> WHAT TO WORK ON
Reproduce the records from the beginning through the line containing "[0,0,82,80]", inclusive, switching "tightly" to "closely" and leaving everything else unchanged.

> RECORD SET
+---+
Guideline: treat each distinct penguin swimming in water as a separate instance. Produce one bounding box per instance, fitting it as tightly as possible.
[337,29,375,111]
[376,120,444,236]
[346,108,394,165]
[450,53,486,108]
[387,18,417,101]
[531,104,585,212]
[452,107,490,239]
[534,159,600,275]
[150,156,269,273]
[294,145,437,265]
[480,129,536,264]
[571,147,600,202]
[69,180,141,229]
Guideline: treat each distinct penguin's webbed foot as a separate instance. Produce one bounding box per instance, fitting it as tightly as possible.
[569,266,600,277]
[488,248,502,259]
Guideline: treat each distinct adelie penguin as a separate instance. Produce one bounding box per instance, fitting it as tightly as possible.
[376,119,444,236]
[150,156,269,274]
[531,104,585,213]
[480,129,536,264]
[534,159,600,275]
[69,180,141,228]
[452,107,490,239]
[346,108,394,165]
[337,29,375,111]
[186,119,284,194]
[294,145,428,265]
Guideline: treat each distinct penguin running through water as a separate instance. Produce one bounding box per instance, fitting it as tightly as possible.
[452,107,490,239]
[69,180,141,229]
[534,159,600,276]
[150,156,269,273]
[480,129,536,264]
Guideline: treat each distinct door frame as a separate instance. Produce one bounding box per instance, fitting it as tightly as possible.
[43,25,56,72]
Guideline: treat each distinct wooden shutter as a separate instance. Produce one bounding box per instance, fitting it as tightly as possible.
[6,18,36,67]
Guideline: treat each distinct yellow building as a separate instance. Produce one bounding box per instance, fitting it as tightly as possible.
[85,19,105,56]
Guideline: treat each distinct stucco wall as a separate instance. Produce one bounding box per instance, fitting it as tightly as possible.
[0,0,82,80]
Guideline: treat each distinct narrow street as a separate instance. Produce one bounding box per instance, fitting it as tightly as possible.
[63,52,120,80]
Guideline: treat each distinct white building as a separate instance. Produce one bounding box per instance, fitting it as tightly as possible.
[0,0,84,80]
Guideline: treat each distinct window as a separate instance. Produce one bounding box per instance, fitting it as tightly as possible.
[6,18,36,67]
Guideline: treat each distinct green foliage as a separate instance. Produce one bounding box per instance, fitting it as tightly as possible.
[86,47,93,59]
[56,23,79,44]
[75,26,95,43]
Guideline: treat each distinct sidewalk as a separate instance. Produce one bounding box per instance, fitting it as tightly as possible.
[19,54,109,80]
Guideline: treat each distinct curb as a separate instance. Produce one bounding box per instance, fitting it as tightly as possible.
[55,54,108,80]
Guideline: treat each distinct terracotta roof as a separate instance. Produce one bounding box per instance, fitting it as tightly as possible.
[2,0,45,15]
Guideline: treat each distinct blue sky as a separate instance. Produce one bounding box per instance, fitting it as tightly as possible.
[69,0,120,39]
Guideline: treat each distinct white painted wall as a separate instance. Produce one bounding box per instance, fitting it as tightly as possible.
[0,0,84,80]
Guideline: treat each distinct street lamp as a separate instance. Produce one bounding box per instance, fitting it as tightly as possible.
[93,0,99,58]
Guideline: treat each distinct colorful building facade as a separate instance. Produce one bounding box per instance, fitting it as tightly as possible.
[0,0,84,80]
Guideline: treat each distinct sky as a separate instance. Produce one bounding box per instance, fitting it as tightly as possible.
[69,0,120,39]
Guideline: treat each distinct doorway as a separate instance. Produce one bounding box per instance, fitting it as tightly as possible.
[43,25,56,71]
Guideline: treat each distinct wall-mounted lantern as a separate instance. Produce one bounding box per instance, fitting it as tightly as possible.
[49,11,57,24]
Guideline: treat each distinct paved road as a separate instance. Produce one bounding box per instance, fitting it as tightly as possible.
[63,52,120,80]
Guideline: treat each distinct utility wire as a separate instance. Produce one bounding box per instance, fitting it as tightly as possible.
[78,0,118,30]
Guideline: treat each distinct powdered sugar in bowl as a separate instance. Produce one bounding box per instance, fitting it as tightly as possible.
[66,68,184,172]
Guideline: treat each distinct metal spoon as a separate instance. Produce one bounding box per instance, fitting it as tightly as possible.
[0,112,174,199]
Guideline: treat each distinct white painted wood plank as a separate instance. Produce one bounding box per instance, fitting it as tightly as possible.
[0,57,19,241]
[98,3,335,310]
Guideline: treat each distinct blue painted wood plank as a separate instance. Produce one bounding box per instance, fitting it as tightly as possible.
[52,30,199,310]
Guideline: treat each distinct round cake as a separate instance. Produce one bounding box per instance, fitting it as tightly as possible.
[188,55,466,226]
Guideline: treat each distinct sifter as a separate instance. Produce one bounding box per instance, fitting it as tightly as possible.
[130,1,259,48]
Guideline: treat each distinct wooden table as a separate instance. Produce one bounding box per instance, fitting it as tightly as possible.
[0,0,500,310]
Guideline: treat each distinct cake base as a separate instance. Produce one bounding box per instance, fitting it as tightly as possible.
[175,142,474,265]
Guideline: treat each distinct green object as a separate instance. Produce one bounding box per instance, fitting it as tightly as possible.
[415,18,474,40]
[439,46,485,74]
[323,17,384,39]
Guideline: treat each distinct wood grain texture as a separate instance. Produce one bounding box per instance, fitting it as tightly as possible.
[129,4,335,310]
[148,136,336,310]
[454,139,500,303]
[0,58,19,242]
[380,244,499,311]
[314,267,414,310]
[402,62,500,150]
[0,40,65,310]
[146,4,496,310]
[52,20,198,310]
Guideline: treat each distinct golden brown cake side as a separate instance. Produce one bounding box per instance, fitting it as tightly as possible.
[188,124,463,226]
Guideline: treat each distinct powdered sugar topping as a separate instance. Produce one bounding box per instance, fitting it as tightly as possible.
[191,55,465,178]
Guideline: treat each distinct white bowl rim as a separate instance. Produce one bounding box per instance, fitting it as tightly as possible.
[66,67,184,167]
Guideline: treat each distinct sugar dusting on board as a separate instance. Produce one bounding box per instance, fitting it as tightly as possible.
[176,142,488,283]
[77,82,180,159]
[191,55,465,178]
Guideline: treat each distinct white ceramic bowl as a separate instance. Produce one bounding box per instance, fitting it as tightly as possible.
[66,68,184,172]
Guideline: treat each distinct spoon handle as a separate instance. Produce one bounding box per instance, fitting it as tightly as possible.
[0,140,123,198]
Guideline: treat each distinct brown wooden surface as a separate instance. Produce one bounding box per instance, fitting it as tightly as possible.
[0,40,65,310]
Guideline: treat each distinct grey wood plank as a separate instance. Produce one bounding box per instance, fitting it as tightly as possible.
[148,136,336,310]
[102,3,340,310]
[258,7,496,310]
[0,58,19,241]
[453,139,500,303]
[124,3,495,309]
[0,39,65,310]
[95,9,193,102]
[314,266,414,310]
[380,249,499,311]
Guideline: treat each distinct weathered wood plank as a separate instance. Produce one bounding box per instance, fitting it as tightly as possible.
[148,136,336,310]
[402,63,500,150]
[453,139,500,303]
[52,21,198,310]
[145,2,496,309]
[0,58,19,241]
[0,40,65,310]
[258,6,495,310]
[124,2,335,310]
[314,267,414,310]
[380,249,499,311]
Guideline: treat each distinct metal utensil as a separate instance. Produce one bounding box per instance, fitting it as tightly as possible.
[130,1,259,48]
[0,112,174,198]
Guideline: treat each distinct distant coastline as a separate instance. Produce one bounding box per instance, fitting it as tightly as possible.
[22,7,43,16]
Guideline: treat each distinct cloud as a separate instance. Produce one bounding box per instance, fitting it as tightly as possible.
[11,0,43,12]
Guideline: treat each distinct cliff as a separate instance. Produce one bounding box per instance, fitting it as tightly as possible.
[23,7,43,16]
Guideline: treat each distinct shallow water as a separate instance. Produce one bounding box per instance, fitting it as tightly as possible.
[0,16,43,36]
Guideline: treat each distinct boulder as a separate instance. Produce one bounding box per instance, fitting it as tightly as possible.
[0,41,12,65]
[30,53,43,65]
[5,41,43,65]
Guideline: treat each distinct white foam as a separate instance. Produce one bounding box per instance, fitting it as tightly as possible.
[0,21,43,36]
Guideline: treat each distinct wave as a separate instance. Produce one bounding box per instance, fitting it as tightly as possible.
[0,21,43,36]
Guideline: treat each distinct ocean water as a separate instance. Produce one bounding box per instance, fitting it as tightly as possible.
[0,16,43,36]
+---+
> RESPONSE TO THIS TASK
Guideline: treat each distinct penguin swimming in water as a separate instance. Produce one bounding box per instance, fitting it as closely as possible.
[337,29,375,111]
[376,120,444,236]
[346,108,394,165]
[450,53,486,108]
[387,18,417,101]
[531,104,585,212]
[452,107,490,239]
[534,159,600,275]
[150,156,269,273]
[294,145,437,265]
[480,129,536,264]
[571,147,600,202]
[69,180,141,229]
Guideline: treat each distinct penguin's webbed foot as a separate instance. Produce one bounding box per instance, fitting it as closely as possible.
[569,266,600,277]
[488,248,502,259]
Guideline: treat each distinct adelie penguin as a separate instance. Produce one bounding box per instance, fitting it as closely as possible.
[376,119,444,236]
[150,156,269,274]
[531,104,585,213]
[480,129,536,264]
[534,159,600,275]
[69,180,141,228]
[452,107,490,239]
[346,108,394,165]
[337,29,375,111]
[186,119,284,194]
[294,145,428,265]
Guideline: treat each distinct penguin running through water as a separate instance. Produce one bounding box per instance, fitting it as closely as possible.
[452,107,490,239]
[69,180,141,229]
[534,159,600,276]
[150,156,269,273]
[480,129,536,264]
Guideline: treat each distinct door frame as a separate instance. Produce one bounding box per instance, fitting it as closely as possible.
[43,25,56,72]
Guideline: treat each distinct wooden shutter as a separate instance. Produce one bounding box per instance, fitting it as closely as possible.
[6,18,36,67]
Guideline: treat each distinct yellow building as a separate instance. Produce one bounding box per instance, fitting it as closely as possible.
[85,19,105,56]
Guideline: treat each distinct stucco wall as a separate instance. Produce one bounding box per instance, fitting it as closely as possible.
[0,0,82,80]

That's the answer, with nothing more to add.